(Location identification entries)
___

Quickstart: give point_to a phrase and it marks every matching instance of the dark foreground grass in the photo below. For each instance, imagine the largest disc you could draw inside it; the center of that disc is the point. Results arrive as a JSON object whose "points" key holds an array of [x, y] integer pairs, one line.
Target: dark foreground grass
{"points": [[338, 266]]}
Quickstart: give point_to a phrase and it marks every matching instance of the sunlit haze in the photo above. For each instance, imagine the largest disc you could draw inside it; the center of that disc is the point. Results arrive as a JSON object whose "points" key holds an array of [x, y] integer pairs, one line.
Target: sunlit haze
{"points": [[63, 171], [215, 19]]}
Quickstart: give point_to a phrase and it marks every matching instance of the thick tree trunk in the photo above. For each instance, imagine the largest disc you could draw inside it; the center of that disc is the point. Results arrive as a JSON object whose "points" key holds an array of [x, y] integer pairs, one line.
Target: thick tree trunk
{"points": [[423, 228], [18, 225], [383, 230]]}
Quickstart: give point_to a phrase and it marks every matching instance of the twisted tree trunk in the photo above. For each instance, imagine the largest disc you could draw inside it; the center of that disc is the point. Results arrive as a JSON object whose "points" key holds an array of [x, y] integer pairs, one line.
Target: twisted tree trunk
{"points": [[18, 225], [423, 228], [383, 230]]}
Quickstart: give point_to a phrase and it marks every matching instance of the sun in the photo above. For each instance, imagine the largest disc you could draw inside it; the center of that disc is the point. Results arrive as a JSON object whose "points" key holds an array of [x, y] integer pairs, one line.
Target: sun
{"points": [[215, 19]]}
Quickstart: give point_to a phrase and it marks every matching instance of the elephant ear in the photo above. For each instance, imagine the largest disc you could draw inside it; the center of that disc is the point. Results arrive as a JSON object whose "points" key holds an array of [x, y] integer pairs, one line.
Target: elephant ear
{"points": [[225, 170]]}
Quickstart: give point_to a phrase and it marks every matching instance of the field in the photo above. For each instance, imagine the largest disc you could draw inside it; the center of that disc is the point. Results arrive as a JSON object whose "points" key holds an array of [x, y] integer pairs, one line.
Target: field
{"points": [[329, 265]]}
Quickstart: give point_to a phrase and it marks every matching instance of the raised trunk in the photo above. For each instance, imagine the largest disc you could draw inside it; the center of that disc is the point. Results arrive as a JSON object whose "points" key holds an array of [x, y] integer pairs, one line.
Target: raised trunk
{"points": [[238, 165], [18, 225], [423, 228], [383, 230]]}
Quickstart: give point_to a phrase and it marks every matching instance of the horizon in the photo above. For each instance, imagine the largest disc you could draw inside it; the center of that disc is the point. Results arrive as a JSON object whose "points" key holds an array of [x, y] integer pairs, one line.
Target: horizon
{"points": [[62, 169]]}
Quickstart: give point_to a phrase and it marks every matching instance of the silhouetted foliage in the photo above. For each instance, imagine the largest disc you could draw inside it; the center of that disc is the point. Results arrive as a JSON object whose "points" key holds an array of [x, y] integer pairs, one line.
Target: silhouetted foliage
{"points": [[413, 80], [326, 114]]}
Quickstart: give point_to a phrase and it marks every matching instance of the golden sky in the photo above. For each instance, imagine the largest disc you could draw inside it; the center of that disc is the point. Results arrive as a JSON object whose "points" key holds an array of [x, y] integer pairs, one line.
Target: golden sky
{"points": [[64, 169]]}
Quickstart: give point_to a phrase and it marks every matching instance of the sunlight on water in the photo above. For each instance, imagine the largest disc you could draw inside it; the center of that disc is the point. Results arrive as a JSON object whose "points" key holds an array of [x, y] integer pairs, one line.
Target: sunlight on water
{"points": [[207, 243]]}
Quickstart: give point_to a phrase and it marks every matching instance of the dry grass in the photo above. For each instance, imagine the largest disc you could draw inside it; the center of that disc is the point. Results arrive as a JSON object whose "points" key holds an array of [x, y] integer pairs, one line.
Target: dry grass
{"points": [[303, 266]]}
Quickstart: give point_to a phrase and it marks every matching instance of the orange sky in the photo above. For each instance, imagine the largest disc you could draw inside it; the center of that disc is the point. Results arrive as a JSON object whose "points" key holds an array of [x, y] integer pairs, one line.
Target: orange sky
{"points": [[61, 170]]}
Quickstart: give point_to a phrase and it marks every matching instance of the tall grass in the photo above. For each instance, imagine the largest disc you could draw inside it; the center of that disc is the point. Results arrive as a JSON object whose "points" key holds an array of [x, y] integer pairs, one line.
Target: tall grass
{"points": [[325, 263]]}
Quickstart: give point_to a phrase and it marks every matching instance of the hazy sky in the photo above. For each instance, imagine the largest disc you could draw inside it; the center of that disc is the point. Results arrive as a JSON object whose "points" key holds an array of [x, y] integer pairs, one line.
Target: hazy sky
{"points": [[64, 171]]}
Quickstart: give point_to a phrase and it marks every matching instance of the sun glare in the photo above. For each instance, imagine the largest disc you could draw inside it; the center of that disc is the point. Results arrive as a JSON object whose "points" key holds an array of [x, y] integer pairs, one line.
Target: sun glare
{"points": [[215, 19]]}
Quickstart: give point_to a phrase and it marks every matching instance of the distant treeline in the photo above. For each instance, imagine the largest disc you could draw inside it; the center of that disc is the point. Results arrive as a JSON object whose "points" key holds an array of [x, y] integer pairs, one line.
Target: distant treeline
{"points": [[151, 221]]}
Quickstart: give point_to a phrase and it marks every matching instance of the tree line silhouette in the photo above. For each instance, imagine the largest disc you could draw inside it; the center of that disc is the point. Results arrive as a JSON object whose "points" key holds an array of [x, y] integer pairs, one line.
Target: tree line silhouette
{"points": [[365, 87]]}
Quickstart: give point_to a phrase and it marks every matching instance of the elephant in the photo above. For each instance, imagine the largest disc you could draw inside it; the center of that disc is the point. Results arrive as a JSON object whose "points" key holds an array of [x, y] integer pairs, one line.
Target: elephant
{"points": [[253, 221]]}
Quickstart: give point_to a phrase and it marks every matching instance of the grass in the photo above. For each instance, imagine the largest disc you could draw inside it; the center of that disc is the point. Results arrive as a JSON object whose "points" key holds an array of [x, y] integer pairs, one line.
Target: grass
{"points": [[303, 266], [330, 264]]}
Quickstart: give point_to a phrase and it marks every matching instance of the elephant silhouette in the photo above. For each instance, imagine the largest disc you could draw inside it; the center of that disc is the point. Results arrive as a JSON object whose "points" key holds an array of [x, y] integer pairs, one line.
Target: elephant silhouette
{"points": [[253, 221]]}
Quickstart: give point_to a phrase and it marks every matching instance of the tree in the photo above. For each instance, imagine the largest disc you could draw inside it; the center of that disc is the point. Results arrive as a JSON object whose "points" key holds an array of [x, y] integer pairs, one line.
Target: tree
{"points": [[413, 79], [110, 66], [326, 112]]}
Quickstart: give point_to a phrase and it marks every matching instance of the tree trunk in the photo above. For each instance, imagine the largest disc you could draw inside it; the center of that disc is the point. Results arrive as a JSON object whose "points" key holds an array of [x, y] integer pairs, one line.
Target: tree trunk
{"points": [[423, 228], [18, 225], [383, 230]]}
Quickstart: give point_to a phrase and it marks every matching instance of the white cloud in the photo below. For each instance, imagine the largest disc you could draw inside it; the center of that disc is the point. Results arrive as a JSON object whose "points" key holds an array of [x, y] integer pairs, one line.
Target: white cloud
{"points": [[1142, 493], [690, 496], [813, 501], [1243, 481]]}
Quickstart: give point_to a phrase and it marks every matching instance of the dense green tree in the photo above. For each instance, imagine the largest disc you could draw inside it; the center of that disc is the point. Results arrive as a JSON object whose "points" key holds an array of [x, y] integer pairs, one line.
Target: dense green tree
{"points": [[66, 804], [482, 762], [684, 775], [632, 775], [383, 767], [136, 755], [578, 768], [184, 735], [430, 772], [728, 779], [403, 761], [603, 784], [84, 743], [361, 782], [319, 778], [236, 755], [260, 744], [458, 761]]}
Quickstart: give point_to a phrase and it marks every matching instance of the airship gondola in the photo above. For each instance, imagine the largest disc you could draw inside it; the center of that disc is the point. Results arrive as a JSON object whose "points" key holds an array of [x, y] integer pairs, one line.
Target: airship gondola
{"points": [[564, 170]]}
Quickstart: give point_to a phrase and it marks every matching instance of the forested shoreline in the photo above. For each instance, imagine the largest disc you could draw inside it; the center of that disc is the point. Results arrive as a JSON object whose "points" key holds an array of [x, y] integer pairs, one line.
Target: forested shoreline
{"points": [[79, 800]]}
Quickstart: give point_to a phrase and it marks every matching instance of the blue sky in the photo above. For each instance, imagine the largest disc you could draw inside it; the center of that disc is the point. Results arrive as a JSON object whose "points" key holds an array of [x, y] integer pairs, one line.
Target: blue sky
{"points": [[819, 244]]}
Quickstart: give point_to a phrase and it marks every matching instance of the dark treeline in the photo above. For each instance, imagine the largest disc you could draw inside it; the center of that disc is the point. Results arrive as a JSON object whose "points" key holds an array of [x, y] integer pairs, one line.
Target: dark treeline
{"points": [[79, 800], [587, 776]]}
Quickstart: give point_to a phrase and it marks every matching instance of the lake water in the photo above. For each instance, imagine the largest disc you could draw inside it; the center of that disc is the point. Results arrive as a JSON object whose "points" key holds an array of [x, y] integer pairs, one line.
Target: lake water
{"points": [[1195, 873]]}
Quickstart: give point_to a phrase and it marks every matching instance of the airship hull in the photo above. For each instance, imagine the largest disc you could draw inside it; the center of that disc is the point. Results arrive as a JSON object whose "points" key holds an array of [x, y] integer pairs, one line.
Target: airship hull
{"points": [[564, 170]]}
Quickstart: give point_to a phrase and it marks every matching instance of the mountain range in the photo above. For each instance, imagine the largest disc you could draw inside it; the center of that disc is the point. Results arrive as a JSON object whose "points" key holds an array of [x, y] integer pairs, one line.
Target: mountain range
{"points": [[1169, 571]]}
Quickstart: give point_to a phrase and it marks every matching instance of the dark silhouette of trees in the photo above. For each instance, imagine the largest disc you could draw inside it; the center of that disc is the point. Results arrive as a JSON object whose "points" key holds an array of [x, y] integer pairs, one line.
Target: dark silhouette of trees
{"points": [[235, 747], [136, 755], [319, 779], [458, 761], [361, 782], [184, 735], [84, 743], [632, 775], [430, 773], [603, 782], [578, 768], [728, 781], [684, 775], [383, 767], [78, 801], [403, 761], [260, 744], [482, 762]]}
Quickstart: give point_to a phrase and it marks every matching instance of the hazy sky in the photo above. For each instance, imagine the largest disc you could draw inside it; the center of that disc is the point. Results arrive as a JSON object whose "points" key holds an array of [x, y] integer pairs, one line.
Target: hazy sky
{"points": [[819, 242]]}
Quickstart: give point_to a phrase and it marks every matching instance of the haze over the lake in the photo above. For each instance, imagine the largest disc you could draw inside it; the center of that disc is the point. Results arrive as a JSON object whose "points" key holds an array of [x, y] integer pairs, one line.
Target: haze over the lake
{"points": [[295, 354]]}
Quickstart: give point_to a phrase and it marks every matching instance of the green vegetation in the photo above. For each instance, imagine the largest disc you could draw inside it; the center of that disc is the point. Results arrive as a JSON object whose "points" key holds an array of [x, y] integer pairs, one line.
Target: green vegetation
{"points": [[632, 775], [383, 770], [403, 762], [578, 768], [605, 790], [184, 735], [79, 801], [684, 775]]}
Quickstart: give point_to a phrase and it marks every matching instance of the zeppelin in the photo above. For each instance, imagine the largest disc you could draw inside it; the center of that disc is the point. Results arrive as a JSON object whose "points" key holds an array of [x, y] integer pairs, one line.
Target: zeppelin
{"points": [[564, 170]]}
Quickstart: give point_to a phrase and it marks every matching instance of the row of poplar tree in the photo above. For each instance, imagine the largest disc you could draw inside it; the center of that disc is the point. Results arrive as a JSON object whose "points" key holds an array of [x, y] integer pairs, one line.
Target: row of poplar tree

___

Written problem -> Take the lines from the one containing "of the haze" to the last line of the material above and write them out exactly.

Response to this task ->
Quickstart: give point_to a phrase and it marks every matching instance of the haze over the lake in the photo above. For each instance, imagine the largest disc you could draw inside it; the center of that disc is the point. Results arrive as a JSON object whose "points" key holds an array of [x, y] integer pairs, one line.
Target: haze over the lake
{"points": [[295, 354]]}
Quickstart: give point_to a phrase and it marks every matching instance of the green vegetation in the photo above. For each instance, imagine the largest disc you could draw inside it; the center of that disc is the point. Results arrive as a JSON object whose "points" key holds an array of [x, y] integer pairs, one line.
Target: green vegetation
{"points": [[632, 775], [383, 770], [403, 762], [578, 768], [605, 790], [184, 735], [79, 801], [684, 775]]}
Quickstart: give point_to a phrase and it marks every matching instance of the zeppelin in the photo above. For each instance, imagine the largest disc you could draw inside it; the center of that disc is the point. Results arrive as a JSON object whose "points" key holds an array of [x, y] integer pairs, one line.
Target: zeppelin
{"points": [[564, 170]]}
Quickstart: give point_to a phrase and it marks every matching instance of the row of poplar tree in the photo above. For each instance, imagine the largest disc you could draw inside it; the center of that disc is the point. Results arrive as a JSON object whose "points" key holds an array of [x, y] integer pairs, one line.
Target: row of poplar tree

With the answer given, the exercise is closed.